• WHAT THE TASK REQUIRES: Reproduce exactly the lines from the one containing "Expected: one pin per instance of the lake" through the last line of the data, both ends included.

** Start of AVAILABLE DATA **

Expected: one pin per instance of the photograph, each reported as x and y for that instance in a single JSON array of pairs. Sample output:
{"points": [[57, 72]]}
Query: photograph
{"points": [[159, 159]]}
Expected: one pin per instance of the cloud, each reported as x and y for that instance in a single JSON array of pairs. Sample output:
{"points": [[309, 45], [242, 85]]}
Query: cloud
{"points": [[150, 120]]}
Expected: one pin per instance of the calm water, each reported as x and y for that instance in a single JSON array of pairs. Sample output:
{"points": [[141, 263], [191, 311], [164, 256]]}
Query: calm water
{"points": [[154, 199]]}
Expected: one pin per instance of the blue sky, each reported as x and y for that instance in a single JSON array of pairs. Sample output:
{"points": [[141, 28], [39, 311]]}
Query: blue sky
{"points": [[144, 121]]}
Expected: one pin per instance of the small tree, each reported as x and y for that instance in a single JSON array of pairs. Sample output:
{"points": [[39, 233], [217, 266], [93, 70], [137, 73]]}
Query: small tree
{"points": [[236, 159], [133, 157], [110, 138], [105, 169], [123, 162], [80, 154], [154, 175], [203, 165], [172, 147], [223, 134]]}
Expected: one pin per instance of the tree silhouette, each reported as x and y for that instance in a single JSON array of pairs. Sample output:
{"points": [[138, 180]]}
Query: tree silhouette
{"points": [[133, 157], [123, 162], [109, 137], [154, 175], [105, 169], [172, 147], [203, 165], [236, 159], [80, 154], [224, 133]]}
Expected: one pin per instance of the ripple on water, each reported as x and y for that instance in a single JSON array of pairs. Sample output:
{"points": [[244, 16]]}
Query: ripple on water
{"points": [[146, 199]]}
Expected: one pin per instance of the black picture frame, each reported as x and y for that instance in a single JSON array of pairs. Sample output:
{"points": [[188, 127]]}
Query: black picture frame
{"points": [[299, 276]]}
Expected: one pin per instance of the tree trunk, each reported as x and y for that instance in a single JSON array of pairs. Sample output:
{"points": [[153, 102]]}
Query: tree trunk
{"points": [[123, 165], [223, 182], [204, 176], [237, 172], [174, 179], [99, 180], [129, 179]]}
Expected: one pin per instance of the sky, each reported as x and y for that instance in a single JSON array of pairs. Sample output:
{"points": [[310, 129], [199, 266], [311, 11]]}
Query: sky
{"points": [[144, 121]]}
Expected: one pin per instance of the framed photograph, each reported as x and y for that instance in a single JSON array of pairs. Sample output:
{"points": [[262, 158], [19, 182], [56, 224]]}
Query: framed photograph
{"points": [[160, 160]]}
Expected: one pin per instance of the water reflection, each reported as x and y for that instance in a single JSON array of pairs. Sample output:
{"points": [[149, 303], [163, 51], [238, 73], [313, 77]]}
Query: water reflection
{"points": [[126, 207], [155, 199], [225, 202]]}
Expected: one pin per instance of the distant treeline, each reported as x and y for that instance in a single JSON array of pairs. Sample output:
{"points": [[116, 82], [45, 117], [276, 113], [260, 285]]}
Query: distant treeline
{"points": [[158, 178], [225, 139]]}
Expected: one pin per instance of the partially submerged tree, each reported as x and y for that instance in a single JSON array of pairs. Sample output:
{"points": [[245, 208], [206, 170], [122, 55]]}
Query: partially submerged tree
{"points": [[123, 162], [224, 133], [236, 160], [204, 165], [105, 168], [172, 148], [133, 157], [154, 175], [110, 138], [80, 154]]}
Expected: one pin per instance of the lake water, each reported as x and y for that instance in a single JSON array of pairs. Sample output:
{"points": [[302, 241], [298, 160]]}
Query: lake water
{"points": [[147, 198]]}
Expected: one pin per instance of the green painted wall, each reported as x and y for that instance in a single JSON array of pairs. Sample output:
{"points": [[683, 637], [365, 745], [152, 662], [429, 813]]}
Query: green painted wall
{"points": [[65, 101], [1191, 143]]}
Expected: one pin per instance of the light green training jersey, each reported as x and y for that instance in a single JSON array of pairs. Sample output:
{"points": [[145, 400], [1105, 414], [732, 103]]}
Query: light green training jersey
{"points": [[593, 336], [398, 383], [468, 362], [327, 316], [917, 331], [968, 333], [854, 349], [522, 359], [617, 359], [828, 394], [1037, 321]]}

** End of AVAILABLE DATA **

• PROBLEM SOLUTION:
Expected: one pin per instance of the lake water, each reported as x and y for that instance in a single JSON array of pairs. Sample output:
{"points": [[302, 241], [298, 160]]}
Query: lake water
{"points": [[147, 198]]}
Expected: one pin per instance of the green painted wall, each reported as x and y for that instance in a single JSON array of pairs. Sample output:
{"points": [[683, 637], [365, 745], [152, 662], [429, 813]]}
Query: green painted wall
{"points": [[65, 101], [1191, 143]]}
Expected: one pin per instance of the light green training jersey, each reported as x and y for that instance in a single JSON array of pairs. Sample output:
{"points": [[145, 400], [1105, 414], [732, 103]]}
Query: light green training jersey
{"points": [[593, 336], [398, 383], [468, 362], [327, 316], [917, 331], [968, 333], [854, 349], [522, 359], [617, 359], [828, 394], [1037, 321]]}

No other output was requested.